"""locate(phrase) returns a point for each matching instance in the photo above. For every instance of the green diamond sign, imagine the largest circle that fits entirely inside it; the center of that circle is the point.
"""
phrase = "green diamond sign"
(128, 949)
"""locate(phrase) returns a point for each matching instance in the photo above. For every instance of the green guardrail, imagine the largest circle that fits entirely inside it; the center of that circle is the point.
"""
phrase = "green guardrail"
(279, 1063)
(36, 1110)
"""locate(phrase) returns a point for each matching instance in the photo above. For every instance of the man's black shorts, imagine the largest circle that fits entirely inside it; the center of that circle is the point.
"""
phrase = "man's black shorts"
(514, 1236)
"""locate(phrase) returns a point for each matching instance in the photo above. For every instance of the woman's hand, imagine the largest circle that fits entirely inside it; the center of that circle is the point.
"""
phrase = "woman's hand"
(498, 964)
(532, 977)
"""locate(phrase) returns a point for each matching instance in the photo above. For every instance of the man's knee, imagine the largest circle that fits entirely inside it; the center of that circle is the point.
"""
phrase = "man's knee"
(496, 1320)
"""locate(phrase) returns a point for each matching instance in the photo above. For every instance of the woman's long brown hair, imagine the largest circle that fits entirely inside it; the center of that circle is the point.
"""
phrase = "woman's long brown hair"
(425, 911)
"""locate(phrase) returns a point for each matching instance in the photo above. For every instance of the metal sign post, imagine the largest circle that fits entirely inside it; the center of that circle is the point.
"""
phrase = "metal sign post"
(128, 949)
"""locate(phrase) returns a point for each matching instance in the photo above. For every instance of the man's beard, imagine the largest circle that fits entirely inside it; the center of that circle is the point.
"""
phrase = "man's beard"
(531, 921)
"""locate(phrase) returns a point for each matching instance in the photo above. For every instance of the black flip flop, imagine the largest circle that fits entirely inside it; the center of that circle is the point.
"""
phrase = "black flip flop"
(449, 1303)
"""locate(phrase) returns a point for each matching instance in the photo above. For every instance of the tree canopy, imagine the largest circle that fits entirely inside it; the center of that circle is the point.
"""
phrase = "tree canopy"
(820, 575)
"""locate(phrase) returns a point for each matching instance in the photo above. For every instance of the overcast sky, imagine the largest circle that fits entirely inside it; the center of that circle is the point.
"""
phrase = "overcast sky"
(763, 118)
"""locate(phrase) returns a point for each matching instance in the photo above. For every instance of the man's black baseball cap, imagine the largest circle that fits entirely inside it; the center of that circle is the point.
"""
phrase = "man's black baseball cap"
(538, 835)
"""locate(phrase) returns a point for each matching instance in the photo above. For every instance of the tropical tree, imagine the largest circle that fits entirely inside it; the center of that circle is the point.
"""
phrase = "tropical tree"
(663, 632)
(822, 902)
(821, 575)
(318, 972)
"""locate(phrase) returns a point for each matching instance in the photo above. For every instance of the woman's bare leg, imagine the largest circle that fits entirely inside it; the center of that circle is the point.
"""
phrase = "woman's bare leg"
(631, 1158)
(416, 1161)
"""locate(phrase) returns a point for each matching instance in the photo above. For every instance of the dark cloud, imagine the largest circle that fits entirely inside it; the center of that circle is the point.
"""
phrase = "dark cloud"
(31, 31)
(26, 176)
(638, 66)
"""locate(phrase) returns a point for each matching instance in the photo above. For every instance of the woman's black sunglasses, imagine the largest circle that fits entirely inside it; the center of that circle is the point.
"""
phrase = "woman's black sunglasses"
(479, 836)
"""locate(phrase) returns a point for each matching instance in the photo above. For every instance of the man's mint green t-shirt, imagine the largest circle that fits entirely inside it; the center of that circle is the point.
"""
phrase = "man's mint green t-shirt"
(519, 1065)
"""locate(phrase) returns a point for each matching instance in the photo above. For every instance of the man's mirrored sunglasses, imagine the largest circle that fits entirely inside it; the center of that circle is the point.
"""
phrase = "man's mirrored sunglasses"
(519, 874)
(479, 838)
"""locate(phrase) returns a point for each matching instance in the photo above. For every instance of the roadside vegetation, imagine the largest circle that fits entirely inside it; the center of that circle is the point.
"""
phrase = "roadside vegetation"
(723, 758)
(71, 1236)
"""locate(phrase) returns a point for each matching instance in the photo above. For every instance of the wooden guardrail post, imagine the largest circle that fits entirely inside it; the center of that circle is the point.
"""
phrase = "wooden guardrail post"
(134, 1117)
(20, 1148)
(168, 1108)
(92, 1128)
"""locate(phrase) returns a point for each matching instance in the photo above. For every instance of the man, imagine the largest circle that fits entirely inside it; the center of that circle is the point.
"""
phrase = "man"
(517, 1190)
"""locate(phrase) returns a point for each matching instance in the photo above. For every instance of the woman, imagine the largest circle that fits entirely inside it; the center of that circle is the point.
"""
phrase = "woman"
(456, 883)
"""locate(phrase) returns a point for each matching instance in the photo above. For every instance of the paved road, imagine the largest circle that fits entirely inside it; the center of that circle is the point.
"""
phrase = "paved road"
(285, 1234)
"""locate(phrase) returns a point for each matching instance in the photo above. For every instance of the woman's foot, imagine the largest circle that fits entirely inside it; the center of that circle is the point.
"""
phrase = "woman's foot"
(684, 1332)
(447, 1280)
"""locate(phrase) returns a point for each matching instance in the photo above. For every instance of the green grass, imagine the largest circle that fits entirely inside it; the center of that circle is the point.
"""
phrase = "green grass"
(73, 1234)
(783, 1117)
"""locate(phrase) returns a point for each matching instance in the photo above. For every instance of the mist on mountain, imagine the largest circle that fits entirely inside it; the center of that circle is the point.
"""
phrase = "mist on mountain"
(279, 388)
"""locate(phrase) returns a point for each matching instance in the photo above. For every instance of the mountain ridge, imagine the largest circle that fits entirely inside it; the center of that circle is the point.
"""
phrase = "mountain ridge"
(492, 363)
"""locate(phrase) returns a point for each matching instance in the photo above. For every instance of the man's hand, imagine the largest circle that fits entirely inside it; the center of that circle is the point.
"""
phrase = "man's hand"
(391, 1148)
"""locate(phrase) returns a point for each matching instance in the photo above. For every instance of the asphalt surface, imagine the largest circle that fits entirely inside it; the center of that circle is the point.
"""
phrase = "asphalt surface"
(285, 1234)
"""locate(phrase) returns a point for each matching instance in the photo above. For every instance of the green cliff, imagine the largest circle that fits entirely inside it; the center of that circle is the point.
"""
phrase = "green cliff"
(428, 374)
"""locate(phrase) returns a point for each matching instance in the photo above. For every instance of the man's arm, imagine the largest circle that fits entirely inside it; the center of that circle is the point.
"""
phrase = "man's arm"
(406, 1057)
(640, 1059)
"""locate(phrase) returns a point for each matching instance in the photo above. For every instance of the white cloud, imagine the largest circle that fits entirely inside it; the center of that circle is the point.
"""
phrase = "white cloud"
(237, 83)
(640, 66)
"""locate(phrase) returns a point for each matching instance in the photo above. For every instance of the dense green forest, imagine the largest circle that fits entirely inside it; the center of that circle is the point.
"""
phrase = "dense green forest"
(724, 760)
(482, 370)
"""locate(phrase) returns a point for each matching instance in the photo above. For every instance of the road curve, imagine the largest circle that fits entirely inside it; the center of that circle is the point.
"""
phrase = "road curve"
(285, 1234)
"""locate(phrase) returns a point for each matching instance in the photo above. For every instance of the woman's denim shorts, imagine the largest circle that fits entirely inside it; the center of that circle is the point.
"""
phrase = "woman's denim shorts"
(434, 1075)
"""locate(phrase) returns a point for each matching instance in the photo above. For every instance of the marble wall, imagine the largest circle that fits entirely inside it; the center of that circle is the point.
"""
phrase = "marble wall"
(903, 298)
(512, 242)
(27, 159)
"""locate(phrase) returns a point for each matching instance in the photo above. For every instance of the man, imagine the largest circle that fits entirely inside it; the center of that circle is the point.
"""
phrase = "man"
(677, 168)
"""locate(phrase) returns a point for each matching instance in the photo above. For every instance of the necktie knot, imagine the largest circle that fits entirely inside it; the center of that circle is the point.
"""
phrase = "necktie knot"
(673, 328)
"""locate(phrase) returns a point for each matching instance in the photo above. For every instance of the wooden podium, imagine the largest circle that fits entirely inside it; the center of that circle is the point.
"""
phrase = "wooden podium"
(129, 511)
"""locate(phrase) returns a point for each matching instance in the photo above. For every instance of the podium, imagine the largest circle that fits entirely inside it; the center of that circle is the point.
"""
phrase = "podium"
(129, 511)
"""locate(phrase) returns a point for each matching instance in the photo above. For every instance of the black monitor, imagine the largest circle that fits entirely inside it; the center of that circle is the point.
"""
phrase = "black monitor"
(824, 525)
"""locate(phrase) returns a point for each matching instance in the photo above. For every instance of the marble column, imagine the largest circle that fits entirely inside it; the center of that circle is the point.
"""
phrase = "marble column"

· · · ·

TASK INSTRUCTIONS: Starting at the first line of the records and ending at the line that contains "(496, 1320)", put each line into a Markdown table with the columns Number and Content. Number the rows and leave out any blank lines.

SOLUTION FOR THIS EXERCISE:
| Number | Content |
|---|---|
| 1 | """locate(phrase) returns a point for each matching instance in the photo above. For every instance of the green diamond sign, imagine the largest circle that fits entirely inside it; the center of that circle is the point. |
| 2 | """ |
| 3 | phrase = "green diamond sign" |
| 4 | (128, 949) |
| 5 | """locate(phrase) returns a point for each matching instance in the photo above. For every instance of the green guardrail, imagine the largest circle that fits entirely inside it; the center of that circle is the point. |
| 6 | """ |
| 7 | phrase = "green guardrail" |
| 8 | (279, 1063) |
| 9 | (36, 1110) |
| 10 | """locate(phrase) returns a point for each matching instance in the photo above. For every instance of the man's black shorts, imagine the largest circle that fits entirely inside it; the center of that circle is the point. |
| 11 | """ |
| 12 | phrase = "man's black shorts" |
| 13 | (514, 1236) |
| 14 | """locate(phrase) returns a point for each matching instance in the photo above. For every instance of the woman's hand, imagine the largest circle that fits entirely inside it; the center of that circle is the point. |
| 15 | """ |
| 16 | phrase = "woman's hand" |
| 17 | (498, 964) |
| 18 | (532, 977) |
| 19 | """locate(phrase) returns a point for each matching instance in the photo above. For every instance of the man's knee, imagine the largest circle that fits entirely inside it; the center of that circle is the point. |
| 20 | """ |
| 21 | phrase = "man's knee" |
| 22 | (496, 1320) |